● **Document segment**:
The data suggest that polymorphisms in the 3′ end of GATA2 may increase susceptibility to developing CAD. We identified several novel SNPs within the sixth exon of GATA2 but did not identify association with early-onset CAD or LD between these SNPs and SNPs that were found to be associated with early-onset CAD. Although the functional relevance of our two most significantly associated SNPs remains unknown, one of these SNPs, rs3803, is conserved between multiple species (human, mouse, rat, and dog) and lies near one of three known polyadenylation sites [31,32]. We are currently investigating whether any of these polymorphisms control tissue-specific polyadenylation of this transcript.
We searched for haplotypes associated with disease using the GENECARD and CATHGEN cohorts. We identified several pairwise haplotypes in GENECARD, three of which were significant in CATHGEN; however, we were unable to identify a single consistent haplotype combination when we expanded these haplotypes to include four SNPs. There are at least three possible explanations for these results. The analysis in the CATHGEN group may be underpowered when additional markers are added to the haplotypes, thus creating additional rare haplotypes. There may also be an ungenotyped SNP in weak LD with both haplotype sets, which would explain the finding of association with two separate sets of SNPs. A third explanation for these findings is that there is no single haplotype underlying the increased risk for CAD, but rather there are multiple SNPs and potentially multiple independent haplotypes. A larger sample size and additional genotyping will be required to evaluate these scenarios. Although the haplotype results do not point to a consistent risk haplotype within the GATA2 gene, taken together our results identify nucleotide variants within GATA2 as a risk factor of early-onset CAD.

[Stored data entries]
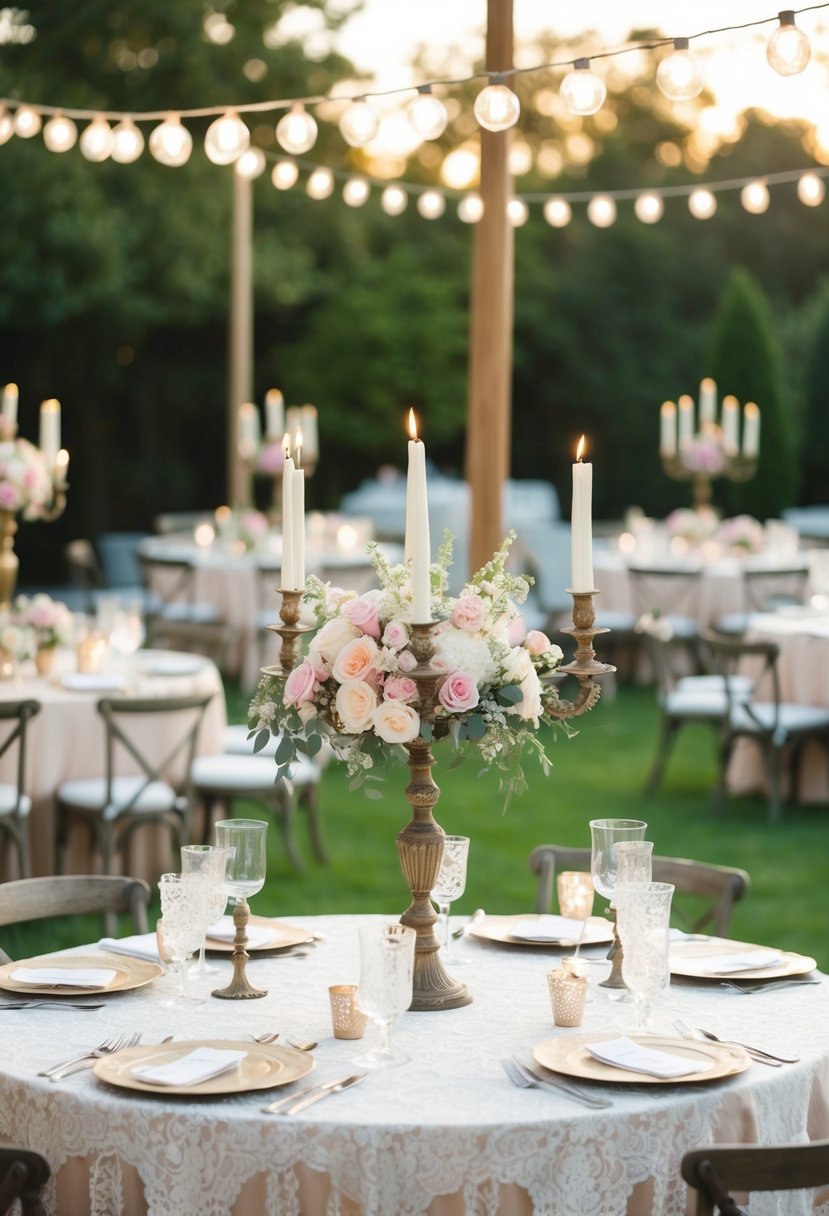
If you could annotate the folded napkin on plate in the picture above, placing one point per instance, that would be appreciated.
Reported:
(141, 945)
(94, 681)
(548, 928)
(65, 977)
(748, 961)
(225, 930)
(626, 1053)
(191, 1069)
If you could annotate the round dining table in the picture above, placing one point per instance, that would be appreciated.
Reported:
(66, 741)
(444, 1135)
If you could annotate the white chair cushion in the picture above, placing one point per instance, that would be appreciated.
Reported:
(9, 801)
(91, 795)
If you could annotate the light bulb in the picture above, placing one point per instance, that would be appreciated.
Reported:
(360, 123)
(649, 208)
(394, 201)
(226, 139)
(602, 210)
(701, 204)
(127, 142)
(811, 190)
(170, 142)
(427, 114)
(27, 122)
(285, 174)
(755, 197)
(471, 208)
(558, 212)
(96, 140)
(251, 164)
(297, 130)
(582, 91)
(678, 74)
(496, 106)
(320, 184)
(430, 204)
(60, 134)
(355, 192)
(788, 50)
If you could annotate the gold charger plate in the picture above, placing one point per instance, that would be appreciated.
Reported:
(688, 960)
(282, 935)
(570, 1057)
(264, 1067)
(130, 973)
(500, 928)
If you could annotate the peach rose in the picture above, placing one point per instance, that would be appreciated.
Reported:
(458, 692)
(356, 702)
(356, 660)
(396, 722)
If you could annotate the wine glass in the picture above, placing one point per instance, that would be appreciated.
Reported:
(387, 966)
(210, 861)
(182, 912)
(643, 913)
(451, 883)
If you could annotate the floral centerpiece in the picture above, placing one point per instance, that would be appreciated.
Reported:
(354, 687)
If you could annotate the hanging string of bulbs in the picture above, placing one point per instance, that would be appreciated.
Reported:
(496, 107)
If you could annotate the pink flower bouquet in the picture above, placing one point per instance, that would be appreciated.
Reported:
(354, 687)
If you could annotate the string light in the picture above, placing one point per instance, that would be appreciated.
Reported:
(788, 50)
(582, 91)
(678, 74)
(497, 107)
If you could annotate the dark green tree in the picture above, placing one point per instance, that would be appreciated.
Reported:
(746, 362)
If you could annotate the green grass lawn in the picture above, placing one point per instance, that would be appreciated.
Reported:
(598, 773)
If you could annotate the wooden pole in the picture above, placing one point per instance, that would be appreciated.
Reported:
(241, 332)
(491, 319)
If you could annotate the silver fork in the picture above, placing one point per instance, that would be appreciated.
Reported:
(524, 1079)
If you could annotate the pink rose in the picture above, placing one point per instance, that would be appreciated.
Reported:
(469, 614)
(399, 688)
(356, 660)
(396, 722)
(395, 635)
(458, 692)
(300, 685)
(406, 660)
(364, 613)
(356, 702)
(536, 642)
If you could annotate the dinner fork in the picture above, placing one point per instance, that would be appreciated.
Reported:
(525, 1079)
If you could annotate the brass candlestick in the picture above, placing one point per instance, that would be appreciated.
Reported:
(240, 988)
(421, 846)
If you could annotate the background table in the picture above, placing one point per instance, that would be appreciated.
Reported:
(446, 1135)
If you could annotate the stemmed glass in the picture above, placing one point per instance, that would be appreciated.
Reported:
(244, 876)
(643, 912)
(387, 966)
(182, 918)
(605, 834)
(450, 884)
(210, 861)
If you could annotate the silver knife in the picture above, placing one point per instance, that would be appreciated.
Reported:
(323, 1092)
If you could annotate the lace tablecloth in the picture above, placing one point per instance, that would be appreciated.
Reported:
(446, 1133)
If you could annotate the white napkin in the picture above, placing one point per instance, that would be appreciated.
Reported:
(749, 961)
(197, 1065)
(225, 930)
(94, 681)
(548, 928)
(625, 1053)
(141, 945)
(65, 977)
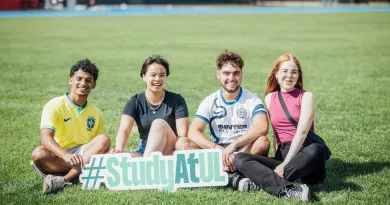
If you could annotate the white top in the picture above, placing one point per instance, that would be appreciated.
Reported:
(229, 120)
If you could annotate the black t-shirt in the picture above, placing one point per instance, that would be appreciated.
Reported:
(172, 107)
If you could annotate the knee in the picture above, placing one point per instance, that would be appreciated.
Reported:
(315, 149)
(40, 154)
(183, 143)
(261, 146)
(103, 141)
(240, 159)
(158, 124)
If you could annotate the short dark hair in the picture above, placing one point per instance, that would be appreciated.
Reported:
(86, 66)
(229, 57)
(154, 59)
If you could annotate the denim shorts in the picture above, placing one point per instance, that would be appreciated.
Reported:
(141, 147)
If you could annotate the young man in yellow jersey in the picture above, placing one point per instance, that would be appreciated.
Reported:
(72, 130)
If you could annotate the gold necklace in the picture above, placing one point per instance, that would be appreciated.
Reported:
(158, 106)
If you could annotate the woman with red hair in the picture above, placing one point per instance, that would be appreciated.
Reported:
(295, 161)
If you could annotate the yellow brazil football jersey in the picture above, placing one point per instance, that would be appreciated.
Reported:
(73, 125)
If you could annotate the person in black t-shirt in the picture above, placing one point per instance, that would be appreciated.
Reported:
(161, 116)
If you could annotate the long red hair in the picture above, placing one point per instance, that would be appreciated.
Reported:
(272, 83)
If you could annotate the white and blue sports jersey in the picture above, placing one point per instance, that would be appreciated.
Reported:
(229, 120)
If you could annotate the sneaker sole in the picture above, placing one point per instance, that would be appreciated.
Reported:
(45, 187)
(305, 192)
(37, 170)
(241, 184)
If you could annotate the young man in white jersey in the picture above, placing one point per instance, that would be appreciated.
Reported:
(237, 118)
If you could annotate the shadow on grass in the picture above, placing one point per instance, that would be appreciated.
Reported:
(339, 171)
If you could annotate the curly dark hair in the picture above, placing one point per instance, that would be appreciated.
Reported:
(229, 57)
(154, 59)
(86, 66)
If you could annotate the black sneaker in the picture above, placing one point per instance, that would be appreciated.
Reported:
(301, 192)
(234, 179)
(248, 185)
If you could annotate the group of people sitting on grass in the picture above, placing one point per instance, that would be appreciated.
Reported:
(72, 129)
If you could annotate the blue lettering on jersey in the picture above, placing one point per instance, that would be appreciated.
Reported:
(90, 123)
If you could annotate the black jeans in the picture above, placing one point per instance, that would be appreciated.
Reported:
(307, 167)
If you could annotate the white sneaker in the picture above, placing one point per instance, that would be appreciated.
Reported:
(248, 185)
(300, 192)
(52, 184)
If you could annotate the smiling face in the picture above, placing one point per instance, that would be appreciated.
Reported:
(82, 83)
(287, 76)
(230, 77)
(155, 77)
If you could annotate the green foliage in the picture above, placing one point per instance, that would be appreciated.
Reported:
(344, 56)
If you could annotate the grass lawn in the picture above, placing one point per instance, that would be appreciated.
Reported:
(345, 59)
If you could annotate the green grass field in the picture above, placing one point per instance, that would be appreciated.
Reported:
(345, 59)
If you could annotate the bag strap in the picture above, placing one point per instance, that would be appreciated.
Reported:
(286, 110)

● **Task item A**: Decide whether each statement agrees with the passage on GATA2 and early-onset CAD, answering yes or no and quoting the words that settle it: (i) rs3803 is conserved across human, mouse, rat, and dog; (ii) the novel SNPs in the sixth exon of GATA2 were associated with early-onset CAD; (iii) a single consistent haplotype combination was found when the haplotypes were expanded to four SNPs.
● **Task item B**: Carry the passage on GATA2 and early-onset CAD forward from its final sentence.

● **Answer area A**:
(i) Yes: "one of these SNPs, rs3803, is conserved between multiple species (human, mouse, rat, and dog)".
(ii) No: "did not identify association with early-onset CAD".
(iii) No: "we were unable to identify a single consistent haplotype combination when we expanded these haplotypes to include four SNPs".

● **Answer area B**:
One of the more difficult aspects of genetic association analysis is the appropriate multiple comparison correction of the statistical significance of any given result. These corrections range from the most conservative Bonferroni correction, to false discovery rate approaches , to weighted corrections of combined data, to no correction at all. In our case we report uncorrected p-values; however, it should be noted that the results for the haplotype analysis would, in fact, survive a Bonferroni correction. We base our enthusiasm for GATA2 as a gene implicated in CAD susceptibility because we identified two separate significant markers in low LD in two independent populations. We believe that it is highly likely that they constitute two important independent markers for two reasons: they are physically linked within the same gene and in the same part of the gene and are significantly associated with disease in two independent populations. Further work to elucidate the function of GATA2 in CAD, including the CAD-associated polymorphisms and its downstream targets, is necessary in order to begin to understand the role this transcription factor plays in this disease.
Genetic and phenotypic heterogeneity are features of complex disease, particularly CAD. The pathobiology of CAD itself is sufficiently intricate in that the core of the disease is the formation of the atherosclerotic plaque. The pathways that are involved in lesion predisposition, formation, and disruption are numerous and can be modulated by the environment and other underlying genetic diseases (for example, diabetes or lipid disorders), as reviewed by Watkins and Farrall . Additionally, the lack of a consistent clinical definition of CAD across studies further confounds genetic analysis. The detection of multiple, significant but non-overlapping chromosomal regions in ten genome screens is an indicator of the mixed genetic and phenotypic characteristics of this disease. We are encouraged by the recent data of Bowden et al.  that suggest a replication of the Chromosome 3q13 linkage evidence we initially reported, though phenotypic heterogeneity still remains. We also see evidence of this heterogeneity in our own dataset, both phenotypic  and in the linkage scores. We failed to detect evidence for linkage on Chromosome 3 in our follow-up dataset (maximum multipoint LOD score = 0.0 at GATA2), and though the result may be discouraging, the result is not surprising given the observed heterogeneity of linkage evidence across the ten previously published genome screens. Despite the evident heterogeneity in our CAD population, we detected an association signal with SNPs in GATA2 in two separate CAD datasets. We suggest that our validation of GATA2 warrants further study in our datasets, including an expansion to other racial groups such as Asians and African Americans, as well as in other studies to understand what role GATA2 might play in CAD development.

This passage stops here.